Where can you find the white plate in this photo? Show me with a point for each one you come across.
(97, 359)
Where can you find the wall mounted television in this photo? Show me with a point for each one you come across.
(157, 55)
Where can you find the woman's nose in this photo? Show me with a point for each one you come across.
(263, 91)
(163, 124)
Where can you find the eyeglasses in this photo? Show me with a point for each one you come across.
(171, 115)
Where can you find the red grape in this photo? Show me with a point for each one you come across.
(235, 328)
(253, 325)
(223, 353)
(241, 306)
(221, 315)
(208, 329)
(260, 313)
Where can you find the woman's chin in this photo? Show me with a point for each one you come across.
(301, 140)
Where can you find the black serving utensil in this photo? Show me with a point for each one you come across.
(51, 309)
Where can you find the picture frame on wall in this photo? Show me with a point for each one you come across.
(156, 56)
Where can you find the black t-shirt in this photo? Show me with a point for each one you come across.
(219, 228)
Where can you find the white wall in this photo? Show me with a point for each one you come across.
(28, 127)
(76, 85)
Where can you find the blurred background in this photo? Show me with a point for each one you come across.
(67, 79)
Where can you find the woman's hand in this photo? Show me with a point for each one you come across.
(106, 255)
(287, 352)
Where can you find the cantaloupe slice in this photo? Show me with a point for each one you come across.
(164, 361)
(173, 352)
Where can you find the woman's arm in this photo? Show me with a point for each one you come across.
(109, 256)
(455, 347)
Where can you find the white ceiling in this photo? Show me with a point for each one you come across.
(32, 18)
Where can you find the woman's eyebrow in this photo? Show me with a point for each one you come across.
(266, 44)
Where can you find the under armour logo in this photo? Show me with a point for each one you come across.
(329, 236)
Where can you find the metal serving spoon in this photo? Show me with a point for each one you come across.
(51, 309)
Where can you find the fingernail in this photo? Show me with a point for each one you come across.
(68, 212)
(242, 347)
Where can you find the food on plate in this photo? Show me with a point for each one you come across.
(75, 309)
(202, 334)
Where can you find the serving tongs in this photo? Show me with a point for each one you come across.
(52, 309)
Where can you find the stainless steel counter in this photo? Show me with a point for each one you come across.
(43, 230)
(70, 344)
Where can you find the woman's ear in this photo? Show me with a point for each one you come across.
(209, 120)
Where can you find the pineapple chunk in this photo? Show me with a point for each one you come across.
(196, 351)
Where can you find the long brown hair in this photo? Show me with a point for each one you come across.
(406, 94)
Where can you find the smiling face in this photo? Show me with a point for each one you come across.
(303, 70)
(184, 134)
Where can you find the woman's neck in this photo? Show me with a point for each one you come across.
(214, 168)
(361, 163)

......

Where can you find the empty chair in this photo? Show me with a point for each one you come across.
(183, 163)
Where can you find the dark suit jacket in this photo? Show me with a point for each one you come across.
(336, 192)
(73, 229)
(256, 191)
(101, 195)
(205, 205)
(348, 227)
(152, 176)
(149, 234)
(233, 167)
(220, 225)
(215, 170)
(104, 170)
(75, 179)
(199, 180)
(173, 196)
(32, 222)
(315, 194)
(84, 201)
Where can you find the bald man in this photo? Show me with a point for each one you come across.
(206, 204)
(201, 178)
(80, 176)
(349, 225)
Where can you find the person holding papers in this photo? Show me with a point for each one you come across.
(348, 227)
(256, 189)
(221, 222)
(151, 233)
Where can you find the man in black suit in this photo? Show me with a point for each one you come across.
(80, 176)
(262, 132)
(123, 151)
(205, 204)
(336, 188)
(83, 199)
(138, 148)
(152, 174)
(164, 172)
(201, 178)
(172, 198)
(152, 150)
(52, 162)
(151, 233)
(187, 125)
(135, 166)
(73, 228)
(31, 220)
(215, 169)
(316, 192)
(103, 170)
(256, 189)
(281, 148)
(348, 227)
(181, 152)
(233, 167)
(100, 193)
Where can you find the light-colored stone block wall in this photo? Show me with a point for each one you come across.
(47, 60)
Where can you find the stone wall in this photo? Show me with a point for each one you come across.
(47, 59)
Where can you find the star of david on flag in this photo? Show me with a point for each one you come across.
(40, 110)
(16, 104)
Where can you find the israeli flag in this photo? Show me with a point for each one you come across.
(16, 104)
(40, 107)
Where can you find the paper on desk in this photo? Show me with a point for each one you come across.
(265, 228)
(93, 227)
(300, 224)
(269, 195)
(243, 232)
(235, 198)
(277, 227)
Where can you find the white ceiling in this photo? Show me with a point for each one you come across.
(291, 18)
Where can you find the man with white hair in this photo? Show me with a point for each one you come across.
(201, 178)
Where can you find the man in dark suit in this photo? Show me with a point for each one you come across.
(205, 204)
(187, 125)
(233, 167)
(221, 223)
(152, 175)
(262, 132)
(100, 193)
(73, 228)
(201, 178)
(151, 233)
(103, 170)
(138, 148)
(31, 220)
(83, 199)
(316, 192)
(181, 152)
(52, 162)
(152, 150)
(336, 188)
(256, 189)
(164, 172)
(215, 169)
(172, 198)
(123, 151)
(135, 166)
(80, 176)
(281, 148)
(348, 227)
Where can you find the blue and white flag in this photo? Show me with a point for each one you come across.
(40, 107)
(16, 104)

......

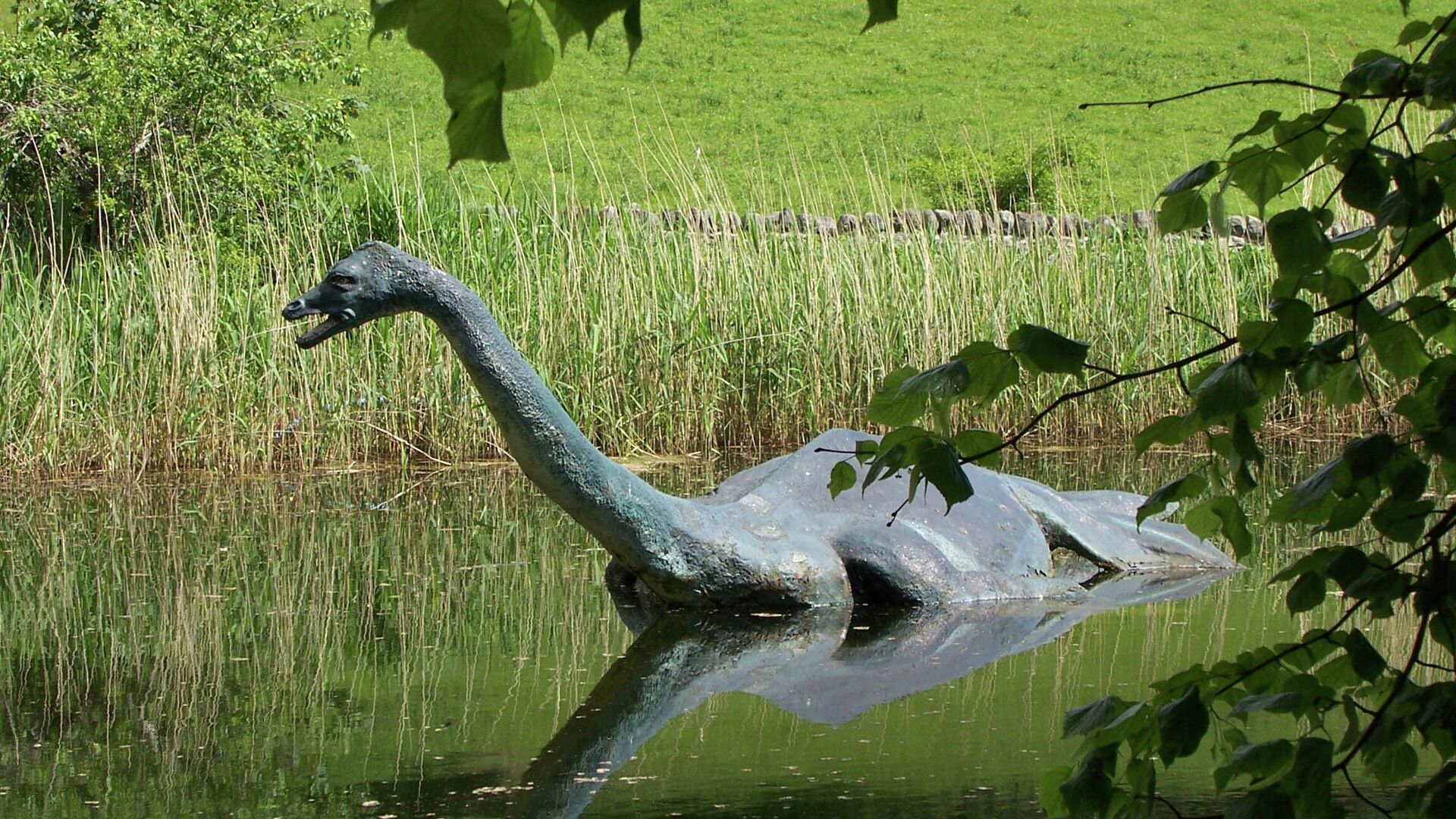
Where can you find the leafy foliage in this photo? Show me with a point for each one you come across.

......

• **Required work**: Copy out every line of the records above that contains the word "stone".

• **The answer**:
Where can you find the light-colored stone block wall in this photo? Show me with a point for each one you come across.
Where can you find the stone wall in this photo? Show me with a point for each one you come across.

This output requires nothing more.